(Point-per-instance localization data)
--------
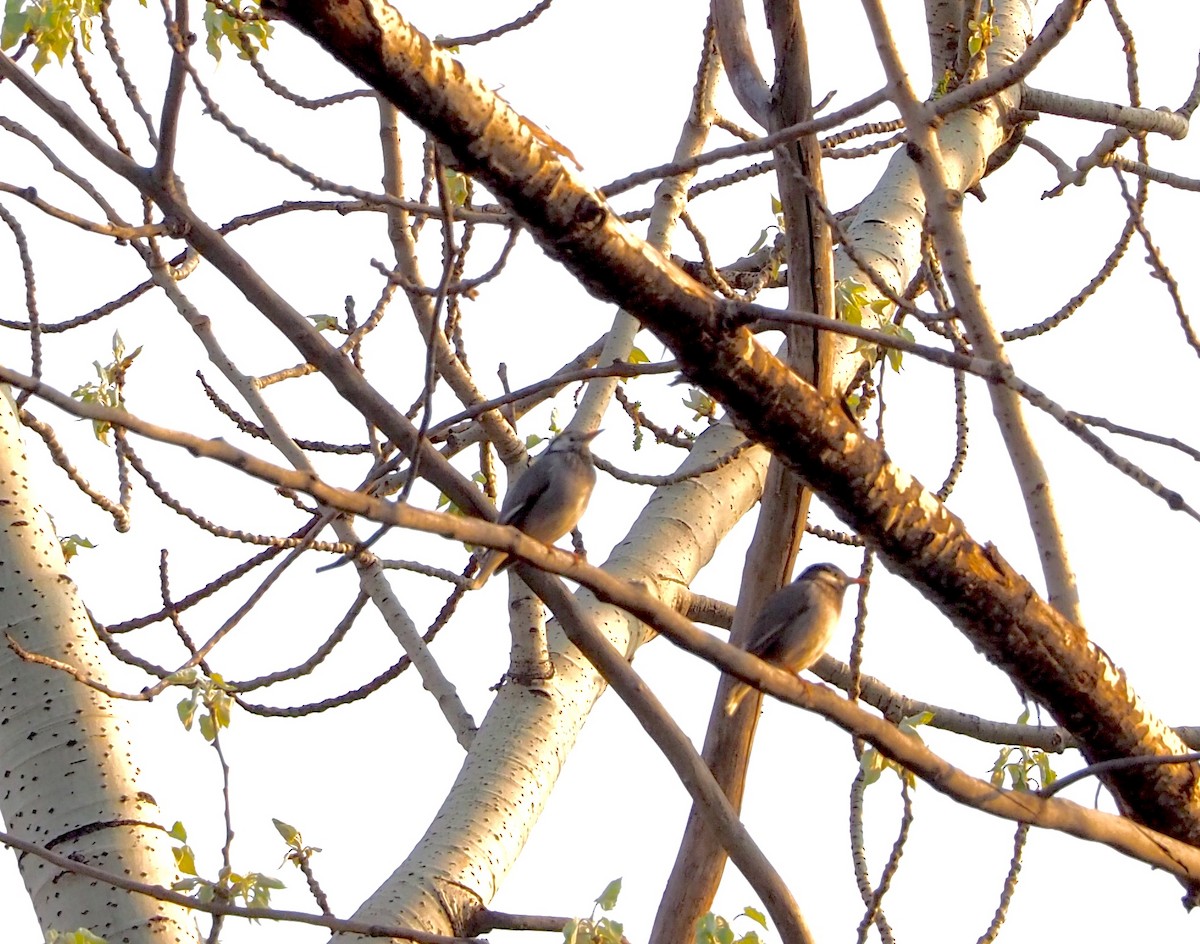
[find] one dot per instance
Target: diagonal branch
(915, 534)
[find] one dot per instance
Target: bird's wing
(778, 613)
(522, 497)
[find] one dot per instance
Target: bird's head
(573, 440)
(829, 575)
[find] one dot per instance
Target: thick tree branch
(916, 536)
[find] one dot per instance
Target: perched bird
(549, 499)
(795, 625)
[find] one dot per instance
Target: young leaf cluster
(107, 392)
(253, 888)
(873, 763)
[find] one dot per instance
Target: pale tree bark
(915, 535)
(527, 734)
(69, 783)
(785, 503)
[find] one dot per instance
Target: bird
(797, 623)
(549, 499)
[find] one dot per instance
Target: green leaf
(79, 936)
(700, 403)
(289, 833)
(761, 241)
(185, 860)
(607, 900)
(239, 32)
(324, 322)
(186, 710)
(72, 543)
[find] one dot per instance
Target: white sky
(612, 82)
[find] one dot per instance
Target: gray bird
(549, 499)
(795, 625)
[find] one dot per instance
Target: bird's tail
(741, 691)
(491, 563)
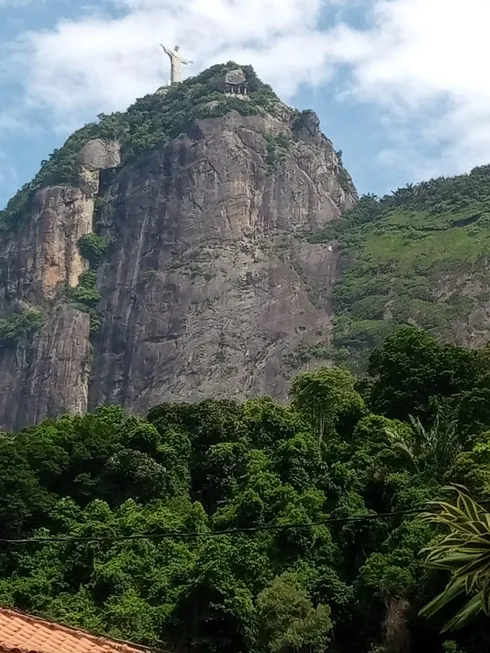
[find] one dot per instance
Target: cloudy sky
(401, 86)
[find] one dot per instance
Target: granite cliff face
(208, 287)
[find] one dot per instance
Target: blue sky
(401, 86)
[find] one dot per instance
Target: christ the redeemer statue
(176, 61)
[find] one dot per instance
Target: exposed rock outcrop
(48, 373)
(208, 288)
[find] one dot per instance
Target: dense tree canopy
(292, 584)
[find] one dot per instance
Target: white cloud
(421, 63)
(425, 63)
(103, 63)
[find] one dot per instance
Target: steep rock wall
(209, 289)
(47, 373)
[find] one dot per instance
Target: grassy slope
(419, 256)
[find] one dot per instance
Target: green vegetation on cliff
(153, 119)
(419, 256)
(295, 585)
(19, 325)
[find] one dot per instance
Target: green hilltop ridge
(418, 256)
(153, 119)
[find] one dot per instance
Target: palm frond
(464, 552)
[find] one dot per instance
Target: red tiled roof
(23, 633)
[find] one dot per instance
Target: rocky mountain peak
(160, 253)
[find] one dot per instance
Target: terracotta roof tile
(22, 633)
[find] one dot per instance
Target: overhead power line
(217, 533)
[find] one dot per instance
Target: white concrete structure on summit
(176, 61)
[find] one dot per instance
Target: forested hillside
(283, 581)
(418, 256)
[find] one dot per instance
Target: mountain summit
(160, 254)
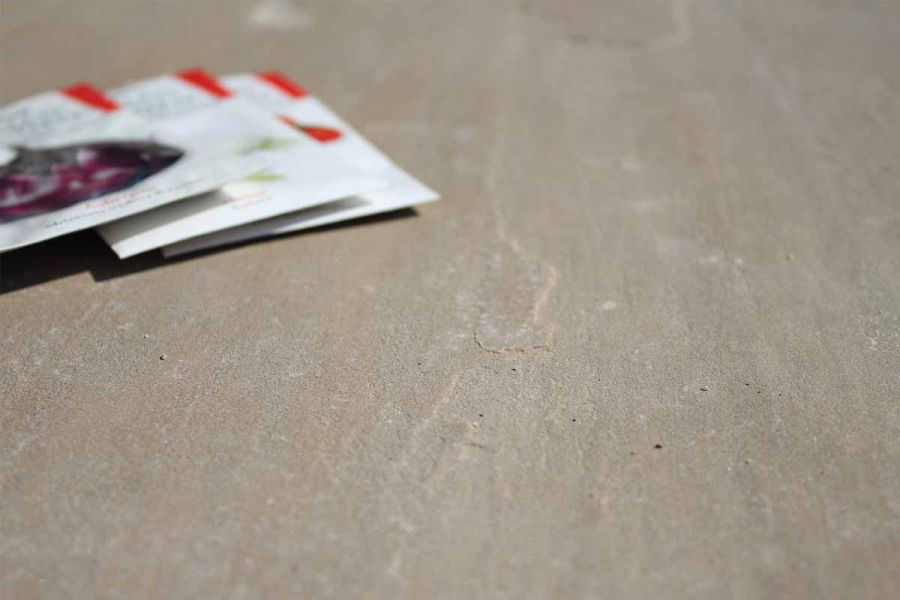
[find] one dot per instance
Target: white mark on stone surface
(280, 14)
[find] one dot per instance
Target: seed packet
(73, 159)
(297, 174)
(303, 111)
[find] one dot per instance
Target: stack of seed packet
(186, 162)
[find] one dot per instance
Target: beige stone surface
(671, 223)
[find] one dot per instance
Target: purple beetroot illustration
(38, 181)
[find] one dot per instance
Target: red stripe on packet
(88, 94)
(204, 81)
(283, 83)
(320, 134)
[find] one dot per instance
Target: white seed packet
(278, 94)
(72, 159)
(298, 173)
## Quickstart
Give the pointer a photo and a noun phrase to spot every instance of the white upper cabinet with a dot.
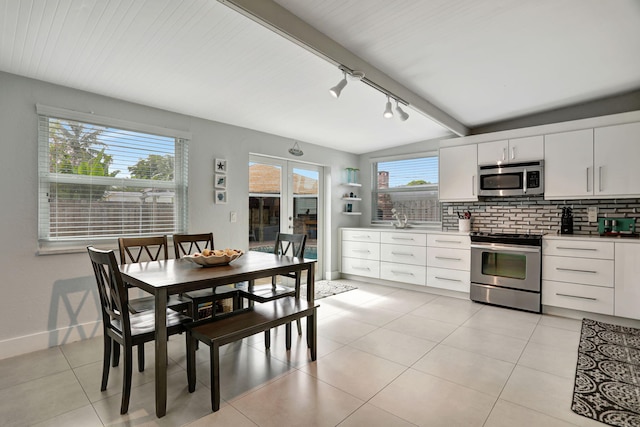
--------
◆ What you should do:
Your copy of the entries must be exact and must not include any of their pictures.

◆ Reply to the task:
[find] one dot per instance
Target: diagonal branch
(915, 534)
[find] one dot per instance
Target: bird's wing
(778, 613)
(522, 497)
[find] one dot per instance
Target: bird's head
(573, 440)
(829, 575)
[find] one dot per instance
Target: thick tree branch
(916, 536)
[find] one dot per instance
Target: perched bird
(549, 499)
(795, 625)
[find] one dot per instance
Target: young leaf cluster
(107, 392)
(253, 888)
(873, 763)
[find] one dot per instance
Target: pale tree bark
(915, 535)
(527, 734)
(69, 783)
(785, 503)
[find] one dot per instance
Target: bird
(797, 623)
(549, 499)
[find] one dot per instance
Target: green leaf
(79, 936)
(700, 403)
(289, 833)
(761, 241)
(185, 860)
(607, 900)
(239, 32)
(324, 322)
(186, 710)
(72, 543)
[find] one dot per instance
Target: white sky
(612, 82)
[find] one dot per instance
Target: gray bird
(549, 499)
(795, 625)
[find] one dot per instance
Target: bird's tail
(741, 691)
(491, 563)
[find] one dot per instance
Target: cloudy sky
(401, 86)
[find] one dot per instance
Target: granite cliff face
(208, 287)
[find] one dot per instance
Target: blue sky
(401, 86)
[find] one dot per instance
Target: christ the redeemer statue
(176, 61)
[find] one dot per instance
Target: exposed rock outcrop
(48, 373)
(208, 288)
[find] one dot per instance
Target: dense tree canopy
(292, 584)
[find] one dot per instance
Target: white cloud
(421, 63)
(425, 63)
(103, 63)
[find] one dot per instance
Target: steep rock wall
(209, 289)
(47, 373)
[find] one dot per instance
Target: grassy slope
(419, 256)
[find] one dot per instance
Target: green vegetation on cliff
(153, 119)
(419, 256)
(295, 585)
(19, 325)
[find] one dot per instance
Target: green hilltop ridge
(418, 256)
(153, 119)
[find] one dot per instance
Target: palm frond
(464, 552)
[find] one dot per instance
Target: red tiled roof
(23, 633)
[find] one dot per instance
Target: rocky mountain peak
(160, 253)
[find] one dot per instance
Target: terracotta roof tile
(22, 633)
[find] one dot per instance
Target: overhead power line
(217, 533)
[find] one dot per instance
Target: white concrete structure on summit
(176, 61)
[find] one dot per instance
Target: forested hillside
(283, 581)
(418, 256)
[find] one dot per instance
Target: mountain summit
(160, 254)
[find] one dot per instance
Target: white mark on stone surface
(280, 14)
[find] one dot per instance
Target: seed packet
(73, 159)
(297, 174)
(303, 111)
[find] one dot per instance
Target: stack of seed packet
(186, 162)
[find] one dot per instance
Target: beige stone surface
(671, 223)
[find] one dot per instance
Target: purple beetroot illustration
(38, 181)
[find] one dot per instance
Target: red stripe on packet
(88, 94)
(204, 81)
(283, 83)
(320, 134)
[find] one dot per instance
Target: white seed packet
(278, 94)
(72, 159)
(298, 173)
## Quickstart
Give the pointer a photo and a noun phrase to spot every instance of the white upper cabinet with a dot.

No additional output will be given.